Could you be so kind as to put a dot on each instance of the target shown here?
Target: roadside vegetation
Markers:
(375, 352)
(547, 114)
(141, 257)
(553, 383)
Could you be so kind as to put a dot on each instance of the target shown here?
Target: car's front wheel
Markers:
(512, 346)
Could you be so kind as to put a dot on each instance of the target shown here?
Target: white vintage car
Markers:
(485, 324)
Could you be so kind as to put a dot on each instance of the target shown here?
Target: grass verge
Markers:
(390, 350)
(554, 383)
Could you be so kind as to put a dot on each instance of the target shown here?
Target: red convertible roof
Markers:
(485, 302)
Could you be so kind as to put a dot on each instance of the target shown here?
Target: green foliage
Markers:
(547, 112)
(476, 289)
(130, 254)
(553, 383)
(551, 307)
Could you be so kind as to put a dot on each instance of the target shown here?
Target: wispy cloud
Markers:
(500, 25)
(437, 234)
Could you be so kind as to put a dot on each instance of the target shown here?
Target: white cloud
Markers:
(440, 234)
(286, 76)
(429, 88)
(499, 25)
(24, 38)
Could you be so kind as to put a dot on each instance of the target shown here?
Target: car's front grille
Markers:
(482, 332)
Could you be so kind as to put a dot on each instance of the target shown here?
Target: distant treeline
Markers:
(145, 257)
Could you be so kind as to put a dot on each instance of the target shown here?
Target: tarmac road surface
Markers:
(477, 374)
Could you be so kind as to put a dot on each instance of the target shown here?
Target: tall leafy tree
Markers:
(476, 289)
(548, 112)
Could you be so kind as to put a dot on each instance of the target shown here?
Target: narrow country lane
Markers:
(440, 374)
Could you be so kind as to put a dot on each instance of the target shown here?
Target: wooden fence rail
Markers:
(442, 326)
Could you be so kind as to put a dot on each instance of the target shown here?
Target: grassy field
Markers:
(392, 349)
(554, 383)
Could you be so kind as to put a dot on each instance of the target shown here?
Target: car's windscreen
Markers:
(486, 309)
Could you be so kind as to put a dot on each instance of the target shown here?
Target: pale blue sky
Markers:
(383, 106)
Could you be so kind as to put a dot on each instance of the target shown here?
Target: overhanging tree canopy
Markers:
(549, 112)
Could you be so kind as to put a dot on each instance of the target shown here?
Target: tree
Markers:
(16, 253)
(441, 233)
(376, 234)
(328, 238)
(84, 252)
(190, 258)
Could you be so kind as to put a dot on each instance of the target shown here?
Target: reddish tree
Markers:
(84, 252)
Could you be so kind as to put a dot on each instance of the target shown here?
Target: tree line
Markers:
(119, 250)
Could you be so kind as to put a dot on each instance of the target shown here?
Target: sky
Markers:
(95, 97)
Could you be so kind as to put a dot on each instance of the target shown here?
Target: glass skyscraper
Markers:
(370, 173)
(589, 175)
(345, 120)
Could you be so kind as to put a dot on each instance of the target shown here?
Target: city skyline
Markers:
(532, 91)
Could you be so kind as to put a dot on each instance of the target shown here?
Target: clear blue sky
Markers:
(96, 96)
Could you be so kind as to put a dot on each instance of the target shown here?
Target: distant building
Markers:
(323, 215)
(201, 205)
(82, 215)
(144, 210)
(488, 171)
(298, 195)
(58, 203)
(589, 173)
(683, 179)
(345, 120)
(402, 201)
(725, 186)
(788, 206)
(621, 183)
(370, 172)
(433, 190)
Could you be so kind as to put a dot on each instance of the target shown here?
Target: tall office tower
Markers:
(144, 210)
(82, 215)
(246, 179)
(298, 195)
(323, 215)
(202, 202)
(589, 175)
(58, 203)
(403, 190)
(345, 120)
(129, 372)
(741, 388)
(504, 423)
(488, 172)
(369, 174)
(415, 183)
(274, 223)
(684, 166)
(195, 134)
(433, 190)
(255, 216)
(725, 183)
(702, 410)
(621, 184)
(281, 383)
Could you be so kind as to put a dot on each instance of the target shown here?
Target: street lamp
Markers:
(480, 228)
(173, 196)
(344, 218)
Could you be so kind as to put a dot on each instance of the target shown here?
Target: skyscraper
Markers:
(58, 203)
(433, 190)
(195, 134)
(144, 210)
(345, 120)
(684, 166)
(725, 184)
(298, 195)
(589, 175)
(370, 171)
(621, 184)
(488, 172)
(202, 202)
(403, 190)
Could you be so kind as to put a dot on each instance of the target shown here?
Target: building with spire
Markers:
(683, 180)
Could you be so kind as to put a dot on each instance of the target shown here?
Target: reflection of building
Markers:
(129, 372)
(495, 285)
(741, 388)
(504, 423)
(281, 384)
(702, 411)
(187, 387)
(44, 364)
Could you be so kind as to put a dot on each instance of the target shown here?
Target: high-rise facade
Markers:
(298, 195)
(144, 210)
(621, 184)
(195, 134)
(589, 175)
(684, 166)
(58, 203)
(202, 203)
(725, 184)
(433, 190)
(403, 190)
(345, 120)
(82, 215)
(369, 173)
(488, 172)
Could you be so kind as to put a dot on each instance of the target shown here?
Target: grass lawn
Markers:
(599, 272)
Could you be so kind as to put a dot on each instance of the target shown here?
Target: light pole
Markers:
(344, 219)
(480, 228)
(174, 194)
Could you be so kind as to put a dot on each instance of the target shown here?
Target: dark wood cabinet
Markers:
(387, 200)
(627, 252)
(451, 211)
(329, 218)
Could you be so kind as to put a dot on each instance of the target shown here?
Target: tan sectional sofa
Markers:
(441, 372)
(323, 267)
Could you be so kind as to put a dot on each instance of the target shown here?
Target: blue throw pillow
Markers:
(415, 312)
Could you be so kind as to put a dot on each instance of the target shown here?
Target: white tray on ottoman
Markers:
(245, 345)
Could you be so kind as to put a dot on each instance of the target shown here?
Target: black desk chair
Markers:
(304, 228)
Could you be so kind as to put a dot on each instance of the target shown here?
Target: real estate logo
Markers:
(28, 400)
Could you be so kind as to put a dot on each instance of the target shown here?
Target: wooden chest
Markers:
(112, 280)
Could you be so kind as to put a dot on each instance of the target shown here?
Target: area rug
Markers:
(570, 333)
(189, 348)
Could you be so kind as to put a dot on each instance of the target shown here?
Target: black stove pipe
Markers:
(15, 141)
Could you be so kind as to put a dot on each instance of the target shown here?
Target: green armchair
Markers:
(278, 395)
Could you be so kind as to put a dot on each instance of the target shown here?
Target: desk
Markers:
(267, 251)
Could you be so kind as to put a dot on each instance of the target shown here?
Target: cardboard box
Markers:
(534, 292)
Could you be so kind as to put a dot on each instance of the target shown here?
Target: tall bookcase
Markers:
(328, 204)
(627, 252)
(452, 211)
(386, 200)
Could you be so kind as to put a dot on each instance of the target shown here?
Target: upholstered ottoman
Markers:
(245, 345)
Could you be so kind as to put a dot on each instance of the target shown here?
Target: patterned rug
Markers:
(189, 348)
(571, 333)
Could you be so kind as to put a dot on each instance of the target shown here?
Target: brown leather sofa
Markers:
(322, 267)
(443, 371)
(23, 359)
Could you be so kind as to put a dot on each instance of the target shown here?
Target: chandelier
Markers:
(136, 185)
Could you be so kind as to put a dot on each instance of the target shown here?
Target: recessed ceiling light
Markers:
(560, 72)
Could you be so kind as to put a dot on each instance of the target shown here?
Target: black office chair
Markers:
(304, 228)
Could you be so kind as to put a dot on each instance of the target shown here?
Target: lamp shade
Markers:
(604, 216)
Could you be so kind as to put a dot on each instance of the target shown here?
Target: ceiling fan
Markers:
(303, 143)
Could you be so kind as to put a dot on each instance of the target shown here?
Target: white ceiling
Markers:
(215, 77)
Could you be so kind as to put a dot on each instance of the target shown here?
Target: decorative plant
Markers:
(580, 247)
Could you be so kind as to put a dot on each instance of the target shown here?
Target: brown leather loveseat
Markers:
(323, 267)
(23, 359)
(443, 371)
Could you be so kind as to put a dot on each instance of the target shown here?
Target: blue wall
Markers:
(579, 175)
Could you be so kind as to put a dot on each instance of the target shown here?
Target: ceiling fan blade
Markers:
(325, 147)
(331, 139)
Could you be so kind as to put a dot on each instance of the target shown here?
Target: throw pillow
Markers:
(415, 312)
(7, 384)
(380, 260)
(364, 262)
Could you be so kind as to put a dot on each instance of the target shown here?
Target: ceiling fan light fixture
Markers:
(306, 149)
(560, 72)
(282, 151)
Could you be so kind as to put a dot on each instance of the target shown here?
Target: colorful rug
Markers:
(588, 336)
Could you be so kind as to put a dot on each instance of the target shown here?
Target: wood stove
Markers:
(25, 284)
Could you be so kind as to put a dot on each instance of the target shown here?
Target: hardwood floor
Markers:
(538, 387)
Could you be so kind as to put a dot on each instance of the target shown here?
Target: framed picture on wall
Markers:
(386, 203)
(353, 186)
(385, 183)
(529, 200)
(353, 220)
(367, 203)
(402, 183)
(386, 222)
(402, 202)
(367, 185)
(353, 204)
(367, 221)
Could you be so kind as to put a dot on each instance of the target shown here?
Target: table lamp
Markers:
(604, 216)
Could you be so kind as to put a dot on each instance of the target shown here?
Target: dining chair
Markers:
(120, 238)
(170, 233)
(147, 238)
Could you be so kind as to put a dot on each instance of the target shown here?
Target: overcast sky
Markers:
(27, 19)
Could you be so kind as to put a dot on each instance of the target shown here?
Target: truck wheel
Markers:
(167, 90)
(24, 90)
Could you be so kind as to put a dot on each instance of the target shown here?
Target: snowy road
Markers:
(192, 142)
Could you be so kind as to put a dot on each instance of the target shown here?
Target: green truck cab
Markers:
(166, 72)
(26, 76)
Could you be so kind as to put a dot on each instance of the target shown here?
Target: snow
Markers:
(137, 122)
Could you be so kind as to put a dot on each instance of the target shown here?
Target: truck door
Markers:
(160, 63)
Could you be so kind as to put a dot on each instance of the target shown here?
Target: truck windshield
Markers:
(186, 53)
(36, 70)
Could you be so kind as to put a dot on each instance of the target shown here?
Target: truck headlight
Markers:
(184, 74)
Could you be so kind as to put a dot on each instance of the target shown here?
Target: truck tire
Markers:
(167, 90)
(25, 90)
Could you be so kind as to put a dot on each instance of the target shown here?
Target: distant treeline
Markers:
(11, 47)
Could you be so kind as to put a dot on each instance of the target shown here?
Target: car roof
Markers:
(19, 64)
===
*WORK TO BE COMPLETED:* Pull out every line of the records that contains the word "ceiling" and copy each one in full.

*WRITTEN SOLUTION:*
Target: recessed ceiling light
Target: ceiling fan
Target: white ceiling
Target: ceiling fan blade
Target: ceiling fan light fixture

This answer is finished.